* **Set exercise A**
In the pipestat page, reproduce the passage between "Pipeline Status Reporter" and "pydantic.v1.ValidationError: ...", inclusive, swapping "SQLite databases" for "PostgreSQL databases".
* **Set exercise B**
According to the pipestat page, what is the current version of the library?
* **Set exercise C**
Extend the pipestat page from its final sentence onward.

* **Source extract**
-- Begin --
Pipeline Status Reporter
pipestat is a Python library that acts as a pipeline results reporter. It provides a flexible way to manage and track the status and outputs of computational pipelines, supporting various backends like YAML files, SQLite databases, and Pephub. The current version is 0.13.1, and it maintains a regular release cadence, with several minor versions and patches released annually.
Common errors
-
pydantic.v1.ValidationError: ...
cause Using an older version of Pydantic (v1.x) while pipestat requires Pydantic v2+.fixUpgrade Pydantic: `pip install --upgrade pydantic` or ensure `pydantic>=2` is installed. -
FileNotFoundError: [Errno 2] No such file or directory: '/path/to/config.yaml'
cause The `config_file` or `schema_path` provided to `PipestatManager` does not point to an existing file.fixVerify that the paths to your `pipestat_config.yaml` and `results_schema.yaml` are correct and accessible by the script. -
sqlalchemy.exc.OperationalError: (sqlite3.OperationalError) no such table: record
cause The SQLite database backend was specified, but the database file either does not exist or has not been properly initialized with the required tables for pipestat.fixEnsure the `db_file` specified in your config is valid. `PipestatManager` should create the necessary tables upon initialization if the schema is provided and the database file is new. If it's an existing file, ensure it's not corrupted or missing tables.
-- End --
Coordinate annotation records:
-- Begin --
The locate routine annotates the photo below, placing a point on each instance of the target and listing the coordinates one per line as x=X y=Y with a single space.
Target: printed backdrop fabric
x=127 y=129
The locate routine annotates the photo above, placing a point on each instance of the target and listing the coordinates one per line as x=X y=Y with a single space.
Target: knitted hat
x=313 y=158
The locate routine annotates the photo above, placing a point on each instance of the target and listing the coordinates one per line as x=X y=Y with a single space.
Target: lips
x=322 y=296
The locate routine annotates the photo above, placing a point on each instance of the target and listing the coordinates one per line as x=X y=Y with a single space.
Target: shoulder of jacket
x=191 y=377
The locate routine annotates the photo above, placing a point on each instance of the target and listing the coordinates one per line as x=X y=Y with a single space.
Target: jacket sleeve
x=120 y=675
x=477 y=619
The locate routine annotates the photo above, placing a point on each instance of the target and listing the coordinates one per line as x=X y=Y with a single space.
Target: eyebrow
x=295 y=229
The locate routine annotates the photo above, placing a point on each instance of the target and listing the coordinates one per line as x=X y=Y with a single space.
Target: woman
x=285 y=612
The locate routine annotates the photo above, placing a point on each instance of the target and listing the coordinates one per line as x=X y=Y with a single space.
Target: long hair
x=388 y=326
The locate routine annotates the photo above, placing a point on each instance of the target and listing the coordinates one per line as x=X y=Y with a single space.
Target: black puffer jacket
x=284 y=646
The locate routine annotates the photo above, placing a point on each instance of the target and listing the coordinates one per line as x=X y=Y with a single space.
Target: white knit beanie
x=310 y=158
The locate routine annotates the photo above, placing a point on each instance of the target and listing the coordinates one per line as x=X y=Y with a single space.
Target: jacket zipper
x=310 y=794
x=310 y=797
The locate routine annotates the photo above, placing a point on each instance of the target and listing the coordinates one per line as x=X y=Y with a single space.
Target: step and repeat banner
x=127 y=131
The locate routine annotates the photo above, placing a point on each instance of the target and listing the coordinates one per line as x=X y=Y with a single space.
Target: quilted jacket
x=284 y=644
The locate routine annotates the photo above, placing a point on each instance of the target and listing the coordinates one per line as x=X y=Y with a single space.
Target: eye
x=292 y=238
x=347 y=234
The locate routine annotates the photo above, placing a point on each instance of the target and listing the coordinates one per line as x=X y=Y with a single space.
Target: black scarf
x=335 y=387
-- End --
* **Exercise response A**
Pipeline Status Reporter
pipestat is a Python library that acts as a pipeline results reporter. It provides a flexible way to manage and track the status and outputs of computational pipelines, supporting various backends like YAML files, PostgreSQL databases, and Pephub. The current version is 0.13.1, and it maintains a regular release cadence, with several minor versions and patches released annually.
Common errors
-
pydantic.v1.ValidationError: ...

* **Exercise response B**
0.13.1

* **Exercise response C**
Warnings
- breaking The schema structure for 'samples' results changed in v0.11.0. If your output schema previously defined 'samples' directly, it now needs to be an array type and nested under 'items'.
- gotcha pipestat requires Pydantic v2+. If you have Pydantic v1 installed in your environment, you may encounter `ValidationError` or import errors due to API changes between Pydantic major versions.
- gotcha Pipestat relies heavily on configuration files (e.g., `pipestat_config.yaml`) and result schemas (`results_schema.yaml`). Misconfiguration or incorrect paths can lead to runtime errors or unexpected behavior.
Install
-
pip install pipestat
Imports
- PipestatManager
from pipestat import PipestatManager
Quickstart
import os
import tempfile
from pipestat import PipestatManager
# Create dummy config and schema files in a temporary directory
tmpdir = tempfile.TemporaryDirectory()
config_file_path = os.path.join(tmpdir.name, "pipestat_config.yaml")
schema_file_path = os.path.join(tmpdir.name, "results_schema.yaml")
db_file_path = os.path.join(tmpdir.name, "pipestat_test.sqlite")
config_content = f"""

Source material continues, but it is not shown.